BEGIN RAW DATA

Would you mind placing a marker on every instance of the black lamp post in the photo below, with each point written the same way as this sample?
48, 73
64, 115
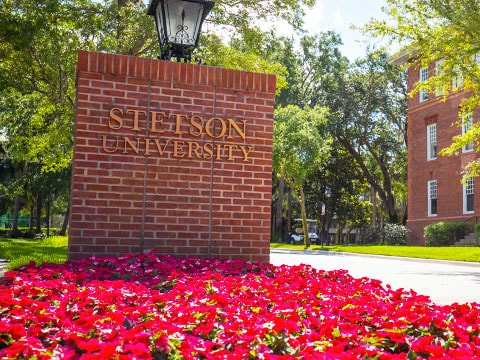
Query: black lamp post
179, 23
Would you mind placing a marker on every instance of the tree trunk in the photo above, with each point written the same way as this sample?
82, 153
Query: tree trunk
306, 240
63, 231
16, 212
279, 212
38, 217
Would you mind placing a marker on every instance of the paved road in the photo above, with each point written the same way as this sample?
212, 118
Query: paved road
445, 282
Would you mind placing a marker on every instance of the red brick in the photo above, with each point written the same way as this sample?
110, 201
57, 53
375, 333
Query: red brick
181, 212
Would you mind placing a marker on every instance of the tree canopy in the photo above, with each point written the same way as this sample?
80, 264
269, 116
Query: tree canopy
431, 30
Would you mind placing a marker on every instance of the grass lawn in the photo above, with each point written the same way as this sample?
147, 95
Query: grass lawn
22, 251
54, 249
457, 253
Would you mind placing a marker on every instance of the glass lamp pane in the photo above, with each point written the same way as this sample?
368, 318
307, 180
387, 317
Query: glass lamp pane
160, 24
183, 21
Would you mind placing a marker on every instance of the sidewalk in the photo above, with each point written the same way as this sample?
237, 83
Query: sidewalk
444, 281
3, 267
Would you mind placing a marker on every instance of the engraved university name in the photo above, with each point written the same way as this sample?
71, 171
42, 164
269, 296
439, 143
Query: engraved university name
176, 135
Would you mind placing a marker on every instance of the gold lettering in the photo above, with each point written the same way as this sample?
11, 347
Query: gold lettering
194, 147
233, 124
245, 150
230, 150
147, 147
208, 151
196, 125
178, 122
104, 144
177, 148
159, 147
135, 117
219, 148
210, 126
135, 148
156, 121
117, 118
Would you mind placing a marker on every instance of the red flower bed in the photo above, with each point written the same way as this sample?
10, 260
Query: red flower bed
158, 307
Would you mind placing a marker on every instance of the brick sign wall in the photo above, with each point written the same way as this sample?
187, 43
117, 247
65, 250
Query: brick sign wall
170, 156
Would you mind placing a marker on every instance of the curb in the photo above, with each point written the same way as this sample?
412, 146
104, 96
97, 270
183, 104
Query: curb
400, 258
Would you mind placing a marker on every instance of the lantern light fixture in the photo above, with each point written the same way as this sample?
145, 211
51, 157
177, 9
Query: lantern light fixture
179, 23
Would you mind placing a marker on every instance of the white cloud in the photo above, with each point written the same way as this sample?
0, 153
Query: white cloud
338, 19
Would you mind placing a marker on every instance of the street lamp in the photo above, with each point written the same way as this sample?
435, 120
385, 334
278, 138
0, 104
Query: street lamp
179, 23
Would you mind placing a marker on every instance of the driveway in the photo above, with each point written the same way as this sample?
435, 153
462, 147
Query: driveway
445, 282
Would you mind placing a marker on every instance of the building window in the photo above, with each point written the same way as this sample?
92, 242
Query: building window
457, 81
432, 198
467, 122
468, 195
423, 77
439, 70
432, 142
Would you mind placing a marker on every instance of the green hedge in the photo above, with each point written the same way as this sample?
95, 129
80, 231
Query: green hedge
26, 233
445, 233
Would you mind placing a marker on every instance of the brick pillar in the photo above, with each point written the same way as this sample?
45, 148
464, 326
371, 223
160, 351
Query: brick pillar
170, 156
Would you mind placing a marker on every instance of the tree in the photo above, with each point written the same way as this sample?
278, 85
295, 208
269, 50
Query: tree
39, 41
332, 193
430, 30
368, 118
298, 149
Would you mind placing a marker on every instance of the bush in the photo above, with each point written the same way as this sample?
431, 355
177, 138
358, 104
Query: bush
394, 234
372, 235
444, 233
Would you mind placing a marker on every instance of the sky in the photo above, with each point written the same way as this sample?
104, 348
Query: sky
339, 15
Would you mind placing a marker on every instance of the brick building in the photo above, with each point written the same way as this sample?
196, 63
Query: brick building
435, 190
171, 157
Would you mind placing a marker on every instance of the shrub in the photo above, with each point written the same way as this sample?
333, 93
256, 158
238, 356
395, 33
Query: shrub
372, 235
444, 233
394, 234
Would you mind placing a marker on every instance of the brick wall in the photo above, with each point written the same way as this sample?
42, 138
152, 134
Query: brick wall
170, 156
447, 170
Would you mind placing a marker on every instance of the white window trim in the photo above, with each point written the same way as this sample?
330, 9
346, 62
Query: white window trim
423, 93
457, 81
467, 125
439, 65
468, 186
429, 196
431, 155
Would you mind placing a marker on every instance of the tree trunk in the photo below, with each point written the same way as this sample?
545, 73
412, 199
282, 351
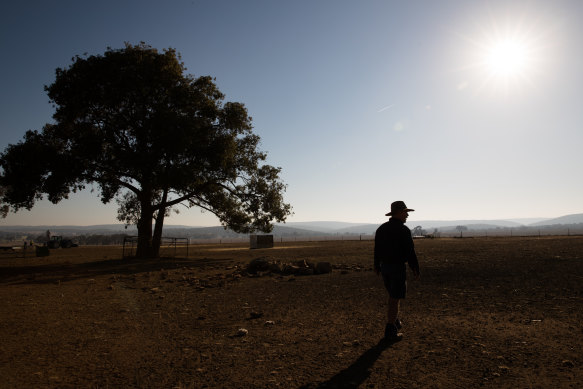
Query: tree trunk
157, 237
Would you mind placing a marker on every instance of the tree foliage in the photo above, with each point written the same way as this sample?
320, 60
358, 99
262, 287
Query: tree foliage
134, 124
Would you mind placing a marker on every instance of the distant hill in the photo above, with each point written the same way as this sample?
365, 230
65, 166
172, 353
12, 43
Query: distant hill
317, 228
568, 219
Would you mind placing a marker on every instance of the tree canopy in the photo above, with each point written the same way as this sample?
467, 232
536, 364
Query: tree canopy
151, 137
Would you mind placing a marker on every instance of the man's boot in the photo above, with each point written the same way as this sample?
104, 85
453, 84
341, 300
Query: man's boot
392, 334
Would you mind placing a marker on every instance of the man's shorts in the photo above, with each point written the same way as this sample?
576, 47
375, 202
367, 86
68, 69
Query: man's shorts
395, 279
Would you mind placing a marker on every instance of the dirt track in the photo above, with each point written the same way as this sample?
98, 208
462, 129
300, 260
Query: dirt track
486, 312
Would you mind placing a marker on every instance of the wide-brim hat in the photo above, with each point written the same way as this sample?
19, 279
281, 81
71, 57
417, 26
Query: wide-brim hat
398, 206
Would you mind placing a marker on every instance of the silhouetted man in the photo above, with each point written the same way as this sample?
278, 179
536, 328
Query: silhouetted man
393, 248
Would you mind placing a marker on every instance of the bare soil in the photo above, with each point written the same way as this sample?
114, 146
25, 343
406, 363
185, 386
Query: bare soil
487, 312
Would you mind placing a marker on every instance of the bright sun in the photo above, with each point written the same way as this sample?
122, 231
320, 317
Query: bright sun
507, 58
504, 58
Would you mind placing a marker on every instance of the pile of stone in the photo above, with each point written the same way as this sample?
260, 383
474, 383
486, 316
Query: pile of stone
266, 265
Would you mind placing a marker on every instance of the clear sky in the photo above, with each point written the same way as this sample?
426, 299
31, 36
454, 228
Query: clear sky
463, 109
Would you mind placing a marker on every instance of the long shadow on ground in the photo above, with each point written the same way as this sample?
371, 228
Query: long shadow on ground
354, 375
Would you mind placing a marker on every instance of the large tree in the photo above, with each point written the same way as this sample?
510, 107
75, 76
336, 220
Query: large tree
132, 123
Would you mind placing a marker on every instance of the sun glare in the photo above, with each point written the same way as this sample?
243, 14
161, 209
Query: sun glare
504, 58
507, 58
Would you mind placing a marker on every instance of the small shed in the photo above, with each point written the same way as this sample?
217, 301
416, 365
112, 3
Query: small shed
261, 241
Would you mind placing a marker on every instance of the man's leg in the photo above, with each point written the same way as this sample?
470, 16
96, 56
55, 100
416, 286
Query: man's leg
393, 311
391, 330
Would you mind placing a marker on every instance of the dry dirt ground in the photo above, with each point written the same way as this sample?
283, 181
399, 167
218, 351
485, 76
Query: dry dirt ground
488, 312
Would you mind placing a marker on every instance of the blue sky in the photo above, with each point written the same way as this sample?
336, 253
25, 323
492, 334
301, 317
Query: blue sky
359, 102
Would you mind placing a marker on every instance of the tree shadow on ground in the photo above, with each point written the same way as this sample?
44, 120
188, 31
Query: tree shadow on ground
354, 375
49, 273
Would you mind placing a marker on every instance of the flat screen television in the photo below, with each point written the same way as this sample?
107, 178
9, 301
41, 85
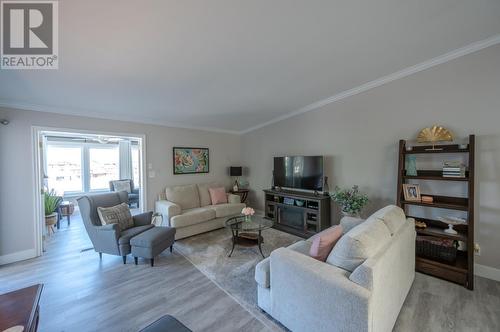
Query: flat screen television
299, 172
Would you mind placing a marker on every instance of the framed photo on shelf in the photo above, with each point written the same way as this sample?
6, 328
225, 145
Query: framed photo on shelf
190, 160
412, 192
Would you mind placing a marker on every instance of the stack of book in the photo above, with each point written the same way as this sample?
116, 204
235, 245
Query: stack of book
453, 169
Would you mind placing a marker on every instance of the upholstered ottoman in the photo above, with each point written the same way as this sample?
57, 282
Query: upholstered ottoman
152, 242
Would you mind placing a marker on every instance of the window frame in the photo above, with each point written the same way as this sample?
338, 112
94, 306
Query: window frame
89, 146
85, 163
82, 162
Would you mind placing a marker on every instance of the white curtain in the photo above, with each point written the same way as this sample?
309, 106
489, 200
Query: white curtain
125, 159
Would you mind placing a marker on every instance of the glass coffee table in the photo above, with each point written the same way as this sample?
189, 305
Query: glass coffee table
248, 232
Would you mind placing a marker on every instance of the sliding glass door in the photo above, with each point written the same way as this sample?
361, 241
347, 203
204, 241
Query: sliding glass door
104, 166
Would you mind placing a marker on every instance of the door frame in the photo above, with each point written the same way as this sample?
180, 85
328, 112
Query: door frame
36, 131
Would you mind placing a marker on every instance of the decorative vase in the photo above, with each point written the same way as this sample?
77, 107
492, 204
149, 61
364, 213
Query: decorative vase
51, 219
326, 187
411, 165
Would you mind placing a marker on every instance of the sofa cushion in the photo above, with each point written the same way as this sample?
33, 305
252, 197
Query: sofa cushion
349, 223
324, 242
360, 243
118, 214
227, 209
186, 197
205, 194
192, 217
218, 195
128, 234
393, 217
301, 246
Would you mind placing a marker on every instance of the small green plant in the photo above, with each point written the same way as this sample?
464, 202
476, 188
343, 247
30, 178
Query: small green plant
351, 201
51, 201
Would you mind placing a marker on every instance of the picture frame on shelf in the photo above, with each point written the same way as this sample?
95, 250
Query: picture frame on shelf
412, 192
189, 160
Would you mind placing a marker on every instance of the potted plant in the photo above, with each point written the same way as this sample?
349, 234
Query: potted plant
351, 201
51, 202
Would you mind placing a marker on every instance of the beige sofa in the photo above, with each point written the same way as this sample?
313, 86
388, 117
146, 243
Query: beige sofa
361, 286
189, 209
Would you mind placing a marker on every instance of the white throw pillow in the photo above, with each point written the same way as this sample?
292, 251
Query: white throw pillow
118, 214
360, 243
186, 197
393, 217
205, 194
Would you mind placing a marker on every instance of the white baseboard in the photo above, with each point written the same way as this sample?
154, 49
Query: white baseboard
487, 272
17, 256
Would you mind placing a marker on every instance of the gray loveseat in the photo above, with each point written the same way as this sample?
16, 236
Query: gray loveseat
109, 239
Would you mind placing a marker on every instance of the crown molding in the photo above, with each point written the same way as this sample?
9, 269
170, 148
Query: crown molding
92, 114
471, 48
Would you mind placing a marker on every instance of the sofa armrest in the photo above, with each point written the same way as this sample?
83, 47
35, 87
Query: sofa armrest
312, 295
105, 239
233, 199
108, 228
168, 210
143, 219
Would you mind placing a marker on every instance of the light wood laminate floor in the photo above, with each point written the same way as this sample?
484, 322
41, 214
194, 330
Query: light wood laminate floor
82, 293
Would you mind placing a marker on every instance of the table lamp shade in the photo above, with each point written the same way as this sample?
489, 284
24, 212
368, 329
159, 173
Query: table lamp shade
235, 171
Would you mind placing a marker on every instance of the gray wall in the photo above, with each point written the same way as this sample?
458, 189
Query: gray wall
17, 178
359, 136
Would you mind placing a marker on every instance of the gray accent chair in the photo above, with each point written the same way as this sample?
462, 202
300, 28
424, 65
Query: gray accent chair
133, 195
109, 239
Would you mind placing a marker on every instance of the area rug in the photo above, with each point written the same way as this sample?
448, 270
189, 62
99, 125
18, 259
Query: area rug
209, 253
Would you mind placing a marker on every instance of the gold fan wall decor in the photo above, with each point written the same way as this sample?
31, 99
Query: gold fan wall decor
433, 135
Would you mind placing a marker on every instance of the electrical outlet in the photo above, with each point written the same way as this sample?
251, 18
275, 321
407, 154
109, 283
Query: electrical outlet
477, 249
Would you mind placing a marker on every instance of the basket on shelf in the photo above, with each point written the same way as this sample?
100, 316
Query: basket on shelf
436, 248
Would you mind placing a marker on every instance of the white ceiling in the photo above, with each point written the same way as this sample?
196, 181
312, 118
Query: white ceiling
233, 65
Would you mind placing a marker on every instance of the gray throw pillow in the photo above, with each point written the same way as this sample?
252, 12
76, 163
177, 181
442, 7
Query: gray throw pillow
122, 185
119, 214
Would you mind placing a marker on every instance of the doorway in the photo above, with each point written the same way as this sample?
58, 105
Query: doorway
70, 164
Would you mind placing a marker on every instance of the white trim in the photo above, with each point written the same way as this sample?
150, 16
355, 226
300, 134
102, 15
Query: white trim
487, 272
37, 199
471, 48
452, 55
18, 256
93, 114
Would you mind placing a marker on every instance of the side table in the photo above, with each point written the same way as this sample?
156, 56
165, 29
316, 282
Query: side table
21, 308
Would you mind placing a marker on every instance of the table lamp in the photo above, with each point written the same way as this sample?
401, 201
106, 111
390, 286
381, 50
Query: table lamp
236, 171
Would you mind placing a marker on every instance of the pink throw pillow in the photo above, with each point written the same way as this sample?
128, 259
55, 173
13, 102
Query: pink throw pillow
324, 242
218, 195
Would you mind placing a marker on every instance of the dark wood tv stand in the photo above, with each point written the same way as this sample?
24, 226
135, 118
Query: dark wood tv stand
300, 213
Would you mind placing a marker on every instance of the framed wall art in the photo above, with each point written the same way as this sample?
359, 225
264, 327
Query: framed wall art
190, 160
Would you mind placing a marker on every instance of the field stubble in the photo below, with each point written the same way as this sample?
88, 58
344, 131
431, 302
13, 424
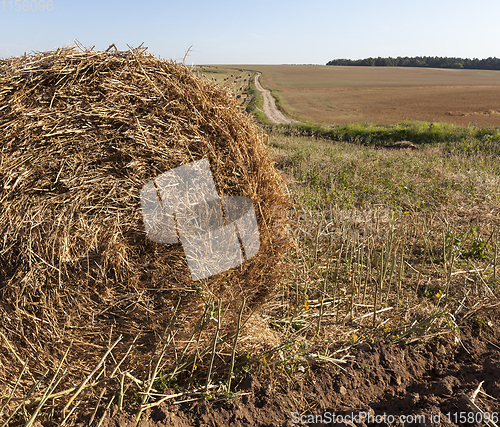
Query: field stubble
343, 95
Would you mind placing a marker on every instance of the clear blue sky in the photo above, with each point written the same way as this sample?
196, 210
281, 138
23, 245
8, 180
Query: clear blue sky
259, 31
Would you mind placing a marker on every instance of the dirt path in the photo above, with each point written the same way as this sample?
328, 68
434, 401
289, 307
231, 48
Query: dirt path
431, 380
270, 109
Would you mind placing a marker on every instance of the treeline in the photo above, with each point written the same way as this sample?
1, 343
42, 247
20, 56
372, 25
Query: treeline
423, 61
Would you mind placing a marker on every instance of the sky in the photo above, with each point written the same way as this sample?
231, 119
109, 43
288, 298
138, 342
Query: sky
257, 31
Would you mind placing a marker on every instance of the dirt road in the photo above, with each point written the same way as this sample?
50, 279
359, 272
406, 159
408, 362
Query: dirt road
270, 109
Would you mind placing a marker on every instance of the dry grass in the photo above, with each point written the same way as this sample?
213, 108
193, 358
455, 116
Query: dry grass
81, 132
342, 95
385, 244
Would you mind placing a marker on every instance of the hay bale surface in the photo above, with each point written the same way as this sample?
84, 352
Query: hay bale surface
81, 132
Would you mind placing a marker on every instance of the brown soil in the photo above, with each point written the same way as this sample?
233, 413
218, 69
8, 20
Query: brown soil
427, 379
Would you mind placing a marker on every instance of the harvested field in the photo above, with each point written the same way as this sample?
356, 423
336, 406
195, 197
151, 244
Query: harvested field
81, 134
340, 95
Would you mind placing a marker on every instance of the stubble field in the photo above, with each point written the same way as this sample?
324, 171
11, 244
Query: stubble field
342, 95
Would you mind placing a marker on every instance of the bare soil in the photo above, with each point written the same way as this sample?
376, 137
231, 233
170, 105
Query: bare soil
427, 379
269, 105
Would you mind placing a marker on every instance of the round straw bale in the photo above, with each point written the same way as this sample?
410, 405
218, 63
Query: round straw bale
81, 133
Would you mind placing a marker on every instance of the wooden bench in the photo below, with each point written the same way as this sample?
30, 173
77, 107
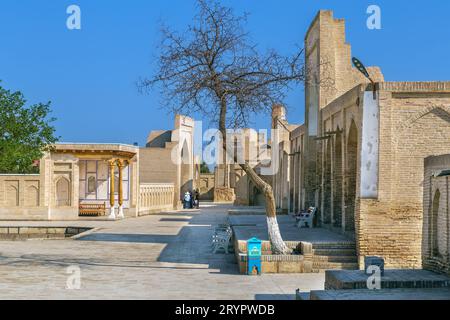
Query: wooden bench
92, 210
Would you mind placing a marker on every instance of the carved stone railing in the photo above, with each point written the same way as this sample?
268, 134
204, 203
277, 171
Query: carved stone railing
154, 198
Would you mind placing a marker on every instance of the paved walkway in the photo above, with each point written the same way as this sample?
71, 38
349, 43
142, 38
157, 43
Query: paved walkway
164, 256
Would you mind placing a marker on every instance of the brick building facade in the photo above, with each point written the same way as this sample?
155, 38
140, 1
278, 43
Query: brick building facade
359, 157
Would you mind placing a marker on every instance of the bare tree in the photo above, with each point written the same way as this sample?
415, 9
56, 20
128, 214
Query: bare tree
214, 69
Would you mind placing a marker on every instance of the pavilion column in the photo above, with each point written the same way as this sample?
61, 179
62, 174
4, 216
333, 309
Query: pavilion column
121, 165
112, 201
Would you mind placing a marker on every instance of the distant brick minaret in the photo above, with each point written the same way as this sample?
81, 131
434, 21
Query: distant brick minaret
278, 115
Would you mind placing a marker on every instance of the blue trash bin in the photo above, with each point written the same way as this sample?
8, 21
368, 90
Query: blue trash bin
254, 257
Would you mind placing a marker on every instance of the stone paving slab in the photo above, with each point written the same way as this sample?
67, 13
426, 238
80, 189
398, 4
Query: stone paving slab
346, 279
246, 227
384, 294
165, 256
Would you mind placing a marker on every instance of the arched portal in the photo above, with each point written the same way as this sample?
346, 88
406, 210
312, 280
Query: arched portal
186, 183
327, 187
337, 180
351, 174
63, 192
435, 232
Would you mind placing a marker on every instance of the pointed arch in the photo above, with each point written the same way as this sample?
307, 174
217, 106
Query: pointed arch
62, 192
351, 176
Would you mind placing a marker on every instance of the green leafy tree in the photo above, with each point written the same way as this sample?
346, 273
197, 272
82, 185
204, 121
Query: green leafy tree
25, 133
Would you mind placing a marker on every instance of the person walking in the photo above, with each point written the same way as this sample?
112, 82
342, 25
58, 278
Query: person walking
197, 199
187, 200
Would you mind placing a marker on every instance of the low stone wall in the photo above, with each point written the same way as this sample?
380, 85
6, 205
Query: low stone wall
295, 263
27, 233
155, 198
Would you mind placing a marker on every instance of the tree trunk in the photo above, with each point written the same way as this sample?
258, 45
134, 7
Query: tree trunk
279, 247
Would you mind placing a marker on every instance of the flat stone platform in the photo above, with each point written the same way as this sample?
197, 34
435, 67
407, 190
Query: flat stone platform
248, 226
393, 279
239, 211
384, 294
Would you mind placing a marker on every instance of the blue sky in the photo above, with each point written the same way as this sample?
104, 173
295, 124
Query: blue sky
90, 74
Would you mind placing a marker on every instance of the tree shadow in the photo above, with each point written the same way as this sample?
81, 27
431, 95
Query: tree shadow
191, 246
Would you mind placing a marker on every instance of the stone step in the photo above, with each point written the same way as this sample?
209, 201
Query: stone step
305, 296
384, 294
337, 258
334, 245
324, 266
335, 252
392, 279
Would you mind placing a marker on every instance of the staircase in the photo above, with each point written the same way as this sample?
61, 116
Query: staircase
334, 255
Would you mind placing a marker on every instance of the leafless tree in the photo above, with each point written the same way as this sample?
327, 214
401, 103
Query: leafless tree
214, 69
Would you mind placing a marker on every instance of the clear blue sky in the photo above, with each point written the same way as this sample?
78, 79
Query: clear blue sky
89, 75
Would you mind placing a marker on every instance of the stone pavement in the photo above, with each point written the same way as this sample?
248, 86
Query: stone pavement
163, 256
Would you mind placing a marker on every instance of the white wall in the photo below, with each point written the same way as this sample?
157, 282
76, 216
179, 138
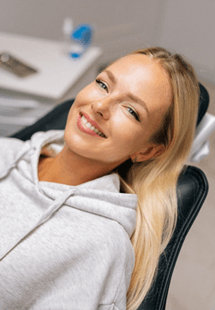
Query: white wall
121, 26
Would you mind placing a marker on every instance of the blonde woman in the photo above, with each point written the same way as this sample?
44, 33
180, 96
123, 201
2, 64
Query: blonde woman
86, 213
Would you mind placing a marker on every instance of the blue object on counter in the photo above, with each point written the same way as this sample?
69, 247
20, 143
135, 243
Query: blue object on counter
82, 36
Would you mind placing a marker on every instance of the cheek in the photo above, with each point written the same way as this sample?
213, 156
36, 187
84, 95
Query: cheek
129, 135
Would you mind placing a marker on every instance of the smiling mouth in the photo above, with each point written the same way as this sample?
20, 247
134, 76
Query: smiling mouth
87, 124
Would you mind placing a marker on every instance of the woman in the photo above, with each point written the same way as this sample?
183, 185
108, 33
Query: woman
73, 236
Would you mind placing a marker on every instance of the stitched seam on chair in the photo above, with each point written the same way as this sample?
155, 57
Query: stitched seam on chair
179, 241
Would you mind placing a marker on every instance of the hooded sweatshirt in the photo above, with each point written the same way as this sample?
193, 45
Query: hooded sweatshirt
61, 247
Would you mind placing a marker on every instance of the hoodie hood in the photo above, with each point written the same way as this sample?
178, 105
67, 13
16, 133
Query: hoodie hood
101, 196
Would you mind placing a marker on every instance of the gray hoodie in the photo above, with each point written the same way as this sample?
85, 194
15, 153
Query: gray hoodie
61, 247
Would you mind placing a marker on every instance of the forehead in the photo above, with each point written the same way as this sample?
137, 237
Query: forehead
145, 77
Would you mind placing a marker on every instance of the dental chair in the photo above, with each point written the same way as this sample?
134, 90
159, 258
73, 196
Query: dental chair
192, 190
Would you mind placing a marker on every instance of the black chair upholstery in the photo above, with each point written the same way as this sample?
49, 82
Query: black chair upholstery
192, 189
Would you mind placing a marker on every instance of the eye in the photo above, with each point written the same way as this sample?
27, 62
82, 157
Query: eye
102, 84
133, 113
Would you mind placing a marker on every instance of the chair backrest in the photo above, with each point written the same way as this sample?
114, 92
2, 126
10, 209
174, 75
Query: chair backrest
191, 192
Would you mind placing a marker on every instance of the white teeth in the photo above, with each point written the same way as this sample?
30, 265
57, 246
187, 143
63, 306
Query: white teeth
88, 125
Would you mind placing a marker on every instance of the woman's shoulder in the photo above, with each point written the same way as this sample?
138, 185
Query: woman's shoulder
10, 146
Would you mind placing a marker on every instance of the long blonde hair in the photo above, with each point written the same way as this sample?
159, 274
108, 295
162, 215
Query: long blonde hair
154, 181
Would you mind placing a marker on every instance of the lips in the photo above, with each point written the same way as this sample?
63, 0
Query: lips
86, 124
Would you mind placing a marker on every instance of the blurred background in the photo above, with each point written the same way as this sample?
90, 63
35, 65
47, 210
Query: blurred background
123, 26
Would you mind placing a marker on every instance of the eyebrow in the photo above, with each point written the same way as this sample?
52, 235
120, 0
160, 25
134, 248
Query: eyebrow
129, 95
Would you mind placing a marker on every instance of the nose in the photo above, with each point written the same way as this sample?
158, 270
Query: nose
102, 107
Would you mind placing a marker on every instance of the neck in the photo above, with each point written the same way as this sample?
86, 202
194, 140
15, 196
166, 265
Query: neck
71, 169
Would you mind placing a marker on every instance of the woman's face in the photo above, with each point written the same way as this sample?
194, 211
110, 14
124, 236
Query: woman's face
113, 118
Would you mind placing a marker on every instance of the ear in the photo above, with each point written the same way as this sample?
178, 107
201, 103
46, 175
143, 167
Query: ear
150, 152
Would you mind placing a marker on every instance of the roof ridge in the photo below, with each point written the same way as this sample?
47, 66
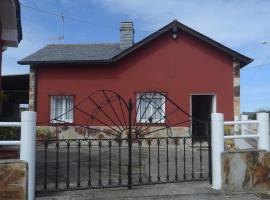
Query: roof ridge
67, 44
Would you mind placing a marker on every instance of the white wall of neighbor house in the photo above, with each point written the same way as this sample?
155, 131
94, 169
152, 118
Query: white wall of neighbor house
8, 20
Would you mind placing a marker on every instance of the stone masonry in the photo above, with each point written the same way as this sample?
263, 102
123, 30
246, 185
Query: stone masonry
246, 170
13, 179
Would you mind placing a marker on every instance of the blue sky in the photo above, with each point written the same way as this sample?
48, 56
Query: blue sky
240, 25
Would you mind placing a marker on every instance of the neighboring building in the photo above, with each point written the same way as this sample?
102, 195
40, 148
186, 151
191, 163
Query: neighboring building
10, 26
10, 35
198, 73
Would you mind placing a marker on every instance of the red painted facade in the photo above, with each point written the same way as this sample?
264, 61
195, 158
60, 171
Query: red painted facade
180, 68
1, 52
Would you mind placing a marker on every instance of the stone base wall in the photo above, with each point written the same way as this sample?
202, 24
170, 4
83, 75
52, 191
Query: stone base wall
13, 179
101, 132
246, 170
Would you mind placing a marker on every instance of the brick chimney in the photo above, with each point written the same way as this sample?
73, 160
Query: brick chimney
126, 35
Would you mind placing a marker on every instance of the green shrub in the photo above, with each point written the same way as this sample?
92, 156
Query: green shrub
9, 133
44, 133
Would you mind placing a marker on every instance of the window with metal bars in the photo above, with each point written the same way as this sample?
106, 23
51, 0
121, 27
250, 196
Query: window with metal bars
151, 108
61, 109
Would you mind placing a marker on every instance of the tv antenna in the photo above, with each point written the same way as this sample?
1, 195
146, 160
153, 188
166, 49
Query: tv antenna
62, 36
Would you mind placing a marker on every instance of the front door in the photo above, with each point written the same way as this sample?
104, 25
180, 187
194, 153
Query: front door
202, 107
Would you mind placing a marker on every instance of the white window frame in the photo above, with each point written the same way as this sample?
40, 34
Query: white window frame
139, 112
66, 112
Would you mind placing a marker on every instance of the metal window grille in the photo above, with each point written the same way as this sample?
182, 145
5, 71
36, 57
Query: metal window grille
151, 108
61, 109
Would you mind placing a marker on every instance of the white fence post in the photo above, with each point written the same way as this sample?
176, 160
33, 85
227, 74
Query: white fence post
263, 131
217, 134
28, 148
236, 127
243, 126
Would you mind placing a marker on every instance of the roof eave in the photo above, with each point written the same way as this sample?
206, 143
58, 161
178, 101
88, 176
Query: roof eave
108, 61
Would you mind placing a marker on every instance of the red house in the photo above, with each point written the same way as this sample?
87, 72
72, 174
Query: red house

END RAW DATA

### WRITTEN EXERCISE
Transcribe word for word the lines from the one holding "the white fence" to the last line of the listing above, inclusive.

### ANSWER FOR THIS EXERCISE
Would you mind placing a marker on every instance of the white fence post in the photo above, with each point written the same way as this sample?
176, 160
33, 85
227, 74
Query: white fence post
263, 131
217, 134
28, 148
236, 127
243, 126
Would you mind placing a marker on every instance of the roof eave in the photo above, with each point written the same way as this sample?
206, 143
58, 161
178, 101
88, 176
Query: roof eave
108, 61
Would you mind placing a marker on every instance of the red house in the photo above, with each point written the same way as this sample?
87, 72
72, 174
Query: red house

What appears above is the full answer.